LIST OF TASKS:
1. Rewrite the passage from the excerpt on forced sterilization in Xinjiang, starting with "An Uyghur woman" and going on through "for birth control.", substituting "Uighur" for "Uyghur".
2. List every calendar reference in the excerpt on forced sterilization in Xinjiang that names a month or a season.
3. Carry on the account of forced sterilization in Xinjiang from the point where it stops.

An Uyghur woman who fled to the Netherlands from the human rights violations by the Chinese authorities in Xinjiang agreed to be interviewed by The Sankei Shimbun on August 11. Her testimony of her experiences of forced sterilization brought to light the heart-rending reality facing women in the Xinjiang autonomous region, where women in their teens to their 50s are forced to undergo contraception or sterilization surgery on a regular basis.

She is Qelbinur Sidik, a 52-year-old former elementary school teacher from Urumqi, the Uyghur regional capital. In July 2017, she was fitted with an intrauterine device (IUD) by a doctor who said it was for birth control.

“In the spring of 2017, I received a message on my cell phone summoning me to a local health facility within three months. The message was sent simultaneously to women between the ages of 18 and 50 living in the same area,” she shared.

When Qelbinur arrived at the designated facility, she found herself among almost 200 women. They were each led in turn to a small room in the basement, where a female doctor instructed the women to lie down on a bed.

(Dataset records)
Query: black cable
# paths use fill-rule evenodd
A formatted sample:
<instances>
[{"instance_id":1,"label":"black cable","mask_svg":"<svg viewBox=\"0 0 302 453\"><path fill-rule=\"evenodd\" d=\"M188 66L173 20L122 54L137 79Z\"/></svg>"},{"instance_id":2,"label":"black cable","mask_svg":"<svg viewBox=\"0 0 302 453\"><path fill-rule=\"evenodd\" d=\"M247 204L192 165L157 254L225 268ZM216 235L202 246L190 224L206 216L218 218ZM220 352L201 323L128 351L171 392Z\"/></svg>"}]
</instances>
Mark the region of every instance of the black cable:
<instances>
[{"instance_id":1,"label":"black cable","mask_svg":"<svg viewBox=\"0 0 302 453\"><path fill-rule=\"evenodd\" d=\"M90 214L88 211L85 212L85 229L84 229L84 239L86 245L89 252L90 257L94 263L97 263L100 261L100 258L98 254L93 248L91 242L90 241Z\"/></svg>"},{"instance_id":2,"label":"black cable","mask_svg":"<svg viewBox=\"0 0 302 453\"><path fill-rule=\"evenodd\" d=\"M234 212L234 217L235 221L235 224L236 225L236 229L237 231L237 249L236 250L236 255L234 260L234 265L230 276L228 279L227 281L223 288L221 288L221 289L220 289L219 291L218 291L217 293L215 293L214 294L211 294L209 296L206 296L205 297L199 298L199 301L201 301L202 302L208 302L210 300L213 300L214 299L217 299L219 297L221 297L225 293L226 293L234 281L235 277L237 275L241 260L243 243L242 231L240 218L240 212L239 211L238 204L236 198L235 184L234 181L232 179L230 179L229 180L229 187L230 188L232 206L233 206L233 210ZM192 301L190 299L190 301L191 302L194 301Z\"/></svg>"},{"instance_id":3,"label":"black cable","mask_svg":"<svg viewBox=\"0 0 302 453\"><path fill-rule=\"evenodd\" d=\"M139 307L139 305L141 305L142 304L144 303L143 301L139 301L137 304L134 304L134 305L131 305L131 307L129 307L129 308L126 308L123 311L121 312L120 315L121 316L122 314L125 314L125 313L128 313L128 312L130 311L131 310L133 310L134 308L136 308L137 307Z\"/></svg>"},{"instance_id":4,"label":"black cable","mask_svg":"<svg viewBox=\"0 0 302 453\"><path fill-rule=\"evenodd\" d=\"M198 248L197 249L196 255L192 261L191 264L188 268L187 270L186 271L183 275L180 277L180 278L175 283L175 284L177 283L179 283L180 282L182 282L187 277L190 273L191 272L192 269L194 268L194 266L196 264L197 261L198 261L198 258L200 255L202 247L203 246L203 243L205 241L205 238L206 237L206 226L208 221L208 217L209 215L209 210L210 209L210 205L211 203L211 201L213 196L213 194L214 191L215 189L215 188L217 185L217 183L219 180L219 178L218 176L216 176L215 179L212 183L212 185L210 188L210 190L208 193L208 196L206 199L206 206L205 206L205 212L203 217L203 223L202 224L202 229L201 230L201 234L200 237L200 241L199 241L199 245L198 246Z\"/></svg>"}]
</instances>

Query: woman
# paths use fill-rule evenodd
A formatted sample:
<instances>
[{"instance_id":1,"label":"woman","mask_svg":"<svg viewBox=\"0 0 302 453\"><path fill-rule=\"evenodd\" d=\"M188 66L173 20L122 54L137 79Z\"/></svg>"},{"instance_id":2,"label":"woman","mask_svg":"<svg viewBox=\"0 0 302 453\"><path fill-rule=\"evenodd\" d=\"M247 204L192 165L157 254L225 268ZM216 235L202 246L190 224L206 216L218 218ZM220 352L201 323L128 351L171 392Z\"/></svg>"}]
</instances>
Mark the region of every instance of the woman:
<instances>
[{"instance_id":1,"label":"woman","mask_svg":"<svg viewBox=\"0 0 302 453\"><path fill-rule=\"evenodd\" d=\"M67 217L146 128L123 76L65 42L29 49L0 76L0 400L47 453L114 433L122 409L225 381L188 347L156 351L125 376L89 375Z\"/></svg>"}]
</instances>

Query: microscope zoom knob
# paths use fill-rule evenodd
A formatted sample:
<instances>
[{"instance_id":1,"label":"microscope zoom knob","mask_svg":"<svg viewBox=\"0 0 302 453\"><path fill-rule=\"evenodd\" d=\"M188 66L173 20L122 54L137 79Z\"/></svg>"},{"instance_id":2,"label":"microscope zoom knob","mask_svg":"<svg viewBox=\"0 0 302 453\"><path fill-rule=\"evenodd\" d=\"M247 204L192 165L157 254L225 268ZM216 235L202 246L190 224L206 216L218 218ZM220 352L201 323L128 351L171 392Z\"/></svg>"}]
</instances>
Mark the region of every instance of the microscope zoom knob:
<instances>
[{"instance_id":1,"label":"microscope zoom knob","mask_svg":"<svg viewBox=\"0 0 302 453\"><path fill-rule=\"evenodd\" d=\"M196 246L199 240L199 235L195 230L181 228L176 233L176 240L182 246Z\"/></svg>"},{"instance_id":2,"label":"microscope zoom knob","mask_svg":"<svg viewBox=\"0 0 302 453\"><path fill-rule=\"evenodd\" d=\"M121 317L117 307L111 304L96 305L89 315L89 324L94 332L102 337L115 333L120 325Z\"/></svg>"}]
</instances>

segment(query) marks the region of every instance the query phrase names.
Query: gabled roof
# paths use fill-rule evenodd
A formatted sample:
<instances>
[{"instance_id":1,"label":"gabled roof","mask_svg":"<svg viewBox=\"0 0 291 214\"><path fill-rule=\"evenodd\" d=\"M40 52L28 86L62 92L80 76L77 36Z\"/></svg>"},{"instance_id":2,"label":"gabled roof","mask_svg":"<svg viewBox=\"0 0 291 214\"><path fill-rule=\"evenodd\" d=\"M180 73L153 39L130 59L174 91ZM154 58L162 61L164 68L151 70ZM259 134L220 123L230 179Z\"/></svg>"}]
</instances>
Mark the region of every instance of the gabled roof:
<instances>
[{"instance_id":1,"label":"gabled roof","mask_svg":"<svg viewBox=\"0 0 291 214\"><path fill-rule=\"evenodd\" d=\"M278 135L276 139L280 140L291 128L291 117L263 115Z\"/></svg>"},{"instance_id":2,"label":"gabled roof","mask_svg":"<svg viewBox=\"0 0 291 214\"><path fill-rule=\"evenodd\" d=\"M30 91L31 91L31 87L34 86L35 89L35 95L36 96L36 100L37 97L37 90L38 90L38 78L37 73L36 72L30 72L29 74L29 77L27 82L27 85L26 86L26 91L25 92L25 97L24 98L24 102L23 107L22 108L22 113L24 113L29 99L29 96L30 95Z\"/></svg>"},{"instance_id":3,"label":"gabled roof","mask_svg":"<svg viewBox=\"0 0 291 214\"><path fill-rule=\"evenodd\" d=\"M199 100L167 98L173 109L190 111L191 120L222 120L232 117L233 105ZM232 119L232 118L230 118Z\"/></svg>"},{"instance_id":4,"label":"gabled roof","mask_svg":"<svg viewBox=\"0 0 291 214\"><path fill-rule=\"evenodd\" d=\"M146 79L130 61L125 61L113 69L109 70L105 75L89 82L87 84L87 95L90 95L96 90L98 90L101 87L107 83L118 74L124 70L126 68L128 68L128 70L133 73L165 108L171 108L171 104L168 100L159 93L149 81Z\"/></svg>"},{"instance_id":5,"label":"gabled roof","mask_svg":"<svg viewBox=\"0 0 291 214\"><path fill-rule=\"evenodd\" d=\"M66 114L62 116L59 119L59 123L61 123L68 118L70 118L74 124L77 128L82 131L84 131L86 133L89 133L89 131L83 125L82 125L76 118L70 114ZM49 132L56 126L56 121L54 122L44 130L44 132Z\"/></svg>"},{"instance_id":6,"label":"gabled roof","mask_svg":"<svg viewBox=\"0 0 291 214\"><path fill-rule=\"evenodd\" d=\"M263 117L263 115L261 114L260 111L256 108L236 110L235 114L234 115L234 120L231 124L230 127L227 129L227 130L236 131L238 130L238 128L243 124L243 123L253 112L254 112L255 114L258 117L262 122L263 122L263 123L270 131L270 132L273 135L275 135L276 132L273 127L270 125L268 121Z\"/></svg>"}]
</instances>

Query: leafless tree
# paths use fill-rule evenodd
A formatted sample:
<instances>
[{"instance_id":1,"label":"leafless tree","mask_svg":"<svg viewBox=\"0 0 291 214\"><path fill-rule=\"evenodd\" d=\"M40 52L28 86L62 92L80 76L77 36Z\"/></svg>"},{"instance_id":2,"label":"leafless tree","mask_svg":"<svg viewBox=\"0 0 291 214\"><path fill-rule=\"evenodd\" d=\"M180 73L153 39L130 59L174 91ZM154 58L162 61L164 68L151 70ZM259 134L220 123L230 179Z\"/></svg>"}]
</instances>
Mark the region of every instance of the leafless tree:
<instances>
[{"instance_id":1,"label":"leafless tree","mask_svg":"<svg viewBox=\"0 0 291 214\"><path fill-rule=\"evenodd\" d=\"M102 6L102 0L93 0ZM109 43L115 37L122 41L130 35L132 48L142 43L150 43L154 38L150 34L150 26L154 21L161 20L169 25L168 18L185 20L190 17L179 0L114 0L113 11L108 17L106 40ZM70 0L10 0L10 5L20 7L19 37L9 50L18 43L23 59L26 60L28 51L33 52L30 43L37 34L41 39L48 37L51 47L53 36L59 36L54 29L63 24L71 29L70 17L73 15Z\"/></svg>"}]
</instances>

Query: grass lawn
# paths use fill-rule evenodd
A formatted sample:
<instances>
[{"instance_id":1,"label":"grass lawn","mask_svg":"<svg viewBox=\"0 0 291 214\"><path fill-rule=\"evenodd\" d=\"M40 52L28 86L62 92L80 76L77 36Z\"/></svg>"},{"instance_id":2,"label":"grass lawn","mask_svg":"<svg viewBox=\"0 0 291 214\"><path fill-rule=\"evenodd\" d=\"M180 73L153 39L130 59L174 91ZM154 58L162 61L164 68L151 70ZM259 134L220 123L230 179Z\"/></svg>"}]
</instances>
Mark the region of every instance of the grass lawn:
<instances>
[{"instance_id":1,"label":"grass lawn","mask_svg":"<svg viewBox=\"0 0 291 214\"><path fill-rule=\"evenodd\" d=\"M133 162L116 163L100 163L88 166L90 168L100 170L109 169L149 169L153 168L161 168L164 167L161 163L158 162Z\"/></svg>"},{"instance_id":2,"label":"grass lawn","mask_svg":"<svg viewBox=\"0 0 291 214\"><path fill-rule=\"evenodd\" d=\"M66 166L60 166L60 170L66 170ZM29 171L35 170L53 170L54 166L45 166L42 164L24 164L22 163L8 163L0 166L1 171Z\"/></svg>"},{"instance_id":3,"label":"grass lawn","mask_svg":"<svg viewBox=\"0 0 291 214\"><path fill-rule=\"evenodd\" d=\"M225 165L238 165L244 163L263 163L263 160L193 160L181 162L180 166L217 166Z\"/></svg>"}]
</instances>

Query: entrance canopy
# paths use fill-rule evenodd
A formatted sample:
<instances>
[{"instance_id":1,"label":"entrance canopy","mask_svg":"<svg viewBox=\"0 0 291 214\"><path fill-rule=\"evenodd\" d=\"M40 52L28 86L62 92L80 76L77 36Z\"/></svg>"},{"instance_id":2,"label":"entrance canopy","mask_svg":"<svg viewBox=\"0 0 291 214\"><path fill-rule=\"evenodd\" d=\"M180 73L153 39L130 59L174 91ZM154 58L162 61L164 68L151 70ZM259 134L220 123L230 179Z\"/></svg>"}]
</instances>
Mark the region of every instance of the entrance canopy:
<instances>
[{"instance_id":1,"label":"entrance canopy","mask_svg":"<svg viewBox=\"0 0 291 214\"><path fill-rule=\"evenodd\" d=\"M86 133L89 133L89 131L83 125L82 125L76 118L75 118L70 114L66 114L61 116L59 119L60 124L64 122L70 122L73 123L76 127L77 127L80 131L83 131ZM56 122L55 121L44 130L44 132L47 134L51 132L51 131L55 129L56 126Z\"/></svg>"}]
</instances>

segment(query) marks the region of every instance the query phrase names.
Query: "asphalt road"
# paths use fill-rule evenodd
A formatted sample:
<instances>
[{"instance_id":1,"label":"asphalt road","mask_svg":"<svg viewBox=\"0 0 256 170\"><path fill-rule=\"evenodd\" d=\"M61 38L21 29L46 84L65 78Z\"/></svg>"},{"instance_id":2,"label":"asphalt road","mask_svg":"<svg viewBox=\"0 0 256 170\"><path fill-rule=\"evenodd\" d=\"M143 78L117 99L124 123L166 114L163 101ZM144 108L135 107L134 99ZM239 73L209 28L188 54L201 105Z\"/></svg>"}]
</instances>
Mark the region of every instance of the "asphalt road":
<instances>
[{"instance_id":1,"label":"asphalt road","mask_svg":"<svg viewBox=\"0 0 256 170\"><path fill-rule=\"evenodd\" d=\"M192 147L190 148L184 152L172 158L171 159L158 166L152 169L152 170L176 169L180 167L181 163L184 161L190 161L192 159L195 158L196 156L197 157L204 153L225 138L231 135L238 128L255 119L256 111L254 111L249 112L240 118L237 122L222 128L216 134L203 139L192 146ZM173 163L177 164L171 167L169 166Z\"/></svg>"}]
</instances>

RESPONSES:
1.
An Uighur woman who fled to the Netherlands from the human rights violations by the Chinese authorities in Xinjiang agreed to be interviewed by The Sankei Shimbun on August 11. Her testimony of her experiences of forced sterilization brought to light the heart-rending reality facing women in the Xinjiang autonomous region, where women in their teens to their 50s are forced to undergo contraception or sterilization surgery on a regular basis.

She is Qelbinur Sidik, a 52-year-old former elementary school teacher from Urumqi, the Uighur regional capital. In July 2017, she was fitted with an intrauterine device (IUD) by a doctor who said it was for birth control.

2.
August 11
July 2017
the spring of 2017

3.
“When they put the device inside me, I screamed. I had to bite my hand to endure it,” she recalled. The procedure was over in about 40 minutes. Qelbinur could hear the screams of the women in the surrounding rooms.

But the bleeding didn’t stop after she went home, so she had the IUD removed by a local doctor. However, in the spring of 2018, she was summoned again for an IUD insertion. When she complained that the device wasn’t suitable for her body, the doctor simply told her that it would be over soon. In November, Qelbinur was hospitalized for three weeks because the bleeding wouldn’t stop. The device was removed from her body again.

In the spring of 2019, Qelbinur received her third summons. The age range had been expanded to 18 to 59 years old. This time, Qelbinur was told that, instead of an IUD, tubal ligation would be done to sterilize her. She tried to resist by telling the authorities that she was already 50 years old and didn’t want the procedure, but her desperate pleas were ignored. She was given an injection, and the surgery was completed while she was unconscious.

“No one could escape because we were afraid of the police. Even the women living in the same neighborhood couldn’t talk to each other. Every day was like living in a prison,” she recalled.

In the fall of 2019, Qelbinur was allowed to leave China for the Netherlands, where her eldest daughter was staying, on the grounds of medical treatment.

Qelbinur and another Uyghur woman.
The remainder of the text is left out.